- PROBLEMS:
a. Answer the following about the Amaziah passage:
(i) How old was Amaziah when he became king?
(ii) How many warriors did Amaziah hire from Israel?
(iii) To which valley did Amaziah lead his people?
b. Transcribe everything in the Amaziah passage from "But a man of" down to "of God replied.".
c. Identify every specific count of people stated in the Amaziah passage, noting the group each count refers to.

══ EXCERPT

25 Amaziah was 25 years old when he became king, and he ruled for twenty-nine years in Jerusalem. His mother’s name was Jehoaddan; she was from Jerusalem. He did what was right in the Lord’s eyes but not with all his heart. Once he had secured control over his kingdom, he executed the officials who had assassinated his father the king. However, he didn’t kill their children because of what is written in the Instruction scroll from Moses, where the Lord commanded, Parents shouldn’t be executed because of what their children have done; neither should children be executed because of what their parents have done. Each person should be executed for their own guilty acts.[a]

Amaziah gathered the people of Judah, organizing them into family units under captains of thousands and hundreds for all Judah and Benjamin. He summoned everyone 20 years old and older and found that there were three hundred thousand select troops, ready for service and able to handle spears and body-sized shields. He also hired one hundred thousand warriors from Israel for one hundred kikkars of silver.

But a man of God confronted him. “King,” he said, “the troops from Israel must not go with you, because the Lord isn’t on the side of Israel or any Ephraimite. Should you go with them anyway, even if you fight fiercely, God will make you stumble before the enemy, because God has the ability to either help or make someone stumble.”

Amaziah asked the man of God, “What about the hundred kikkars I paid for the Israelite troops?”

“God can give you much more than that,” the man of God replied.

10 Amaziah released the Ephraimite troops who had joined him so they could go home, but this only infuriated them against Judah, and they left in a rage. 11 Amaziah courageously led his people to the Salt Valley, where they killed ten thousand people from Seir. 12 The Judean forces captured another ten thousand alive, brought them to the top of a cliff, and threw them off so that all were dashed to pieces. 13 Meanwhile, the troops Amaziah had released from fighting alongside him raided cities in Judah from Samaria to Beth-horon, killing three thousand people and carrying off a large amount of loot. 14 When Amaziah returned after defeating the Edomites, he brought the gods of the people of Seir. He set them up as his own gods, bowed down before them, and burned incense to them. 15 As a result, the Lord was angry with Amaziah and sent a prophet to him.

════
══ ENTRIES SUPPLIED

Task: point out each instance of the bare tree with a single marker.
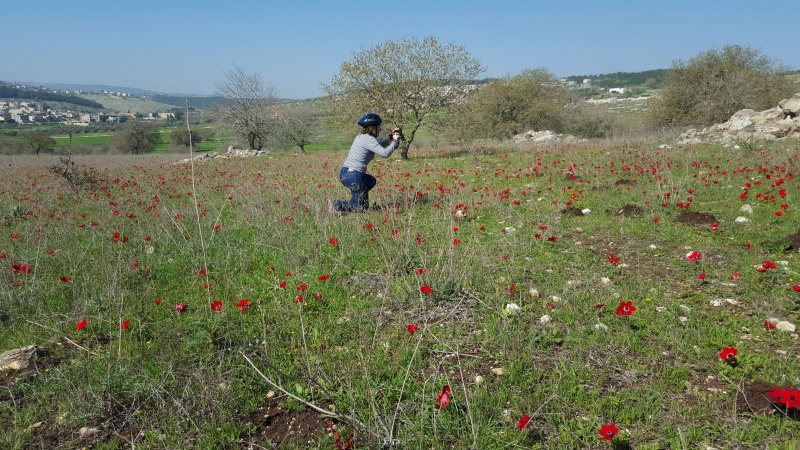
(249, 111)
(403, 81)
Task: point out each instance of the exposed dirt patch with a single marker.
(696, 218)
(793, 242)
(275, 426)
(571, 211)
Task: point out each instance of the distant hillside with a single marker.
(648, 78)
(37, 95)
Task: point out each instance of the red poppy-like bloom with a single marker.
(728, 353)
(625, 309)
(444, 396)
(608, 432)
(789, 397)
(695, 256)
(216, 306)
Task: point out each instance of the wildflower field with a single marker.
(557, 297)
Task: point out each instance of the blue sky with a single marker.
(185, 47)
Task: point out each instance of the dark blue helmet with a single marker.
(369, 119)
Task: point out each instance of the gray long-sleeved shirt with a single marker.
(364, 148)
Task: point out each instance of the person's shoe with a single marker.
(332, 206)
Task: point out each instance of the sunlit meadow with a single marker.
(555, 297)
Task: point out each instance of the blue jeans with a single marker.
(359, 184)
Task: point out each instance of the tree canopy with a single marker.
(715, 84)
(403, 81)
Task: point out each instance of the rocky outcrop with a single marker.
(747, 125)
(231, 153)
(541, 136)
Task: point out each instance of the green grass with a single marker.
(487, 226)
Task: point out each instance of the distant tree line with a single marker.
(649, 78)
(194, 102)
(10, 92)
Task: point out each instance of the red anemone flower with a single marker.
(444, 396)
(625, 308)
(216, 306)
(608, 431)
(728, 353)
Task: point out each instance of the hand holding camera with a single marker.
(397, 134)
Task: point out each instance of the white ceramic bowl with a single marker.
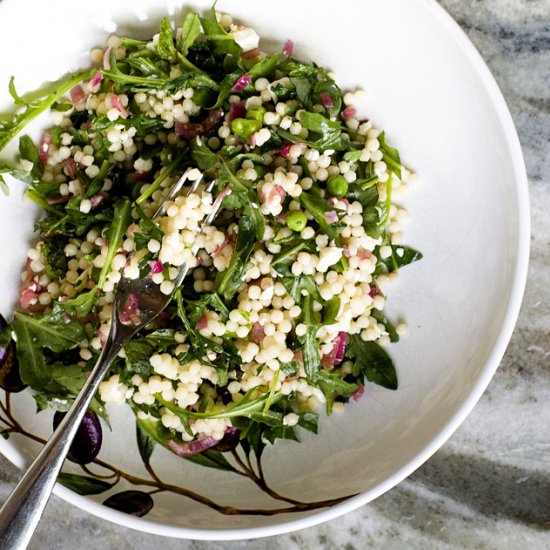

════

- SOLUTIONS TO THE PROBLEMS:
a.
(i) 25 years old
(ii) One hundred thousand
(iii) The Salt Valley

b.
But a man of God confronted him. “King,” he said, “the troops from Israel must not go with you, because the Lord isn’t on the side of Israel or any Ephraimite. Should you go with them anyway, even if you fight fiercely, God will make you stumble before the enemy, because God has the ability to either help or make someone stumble.”

Amaziah asked the man of God, “What about the hundred kikkars I paid for the Israelite troops?”

“God can give you much more than that,” the man of God replied.

c.
- Three hundred thousand: the select troops of Judah and Benjamin, aged 20 and older
- One hundred thousand: the warriors hired from Israel
- Ten thousand: the people from Seir killed in the Salt Valley
- Ten thousand: the people captured alive and thrown off a cliff
- Three thousand: the people killed in the cities of Judah by the released troops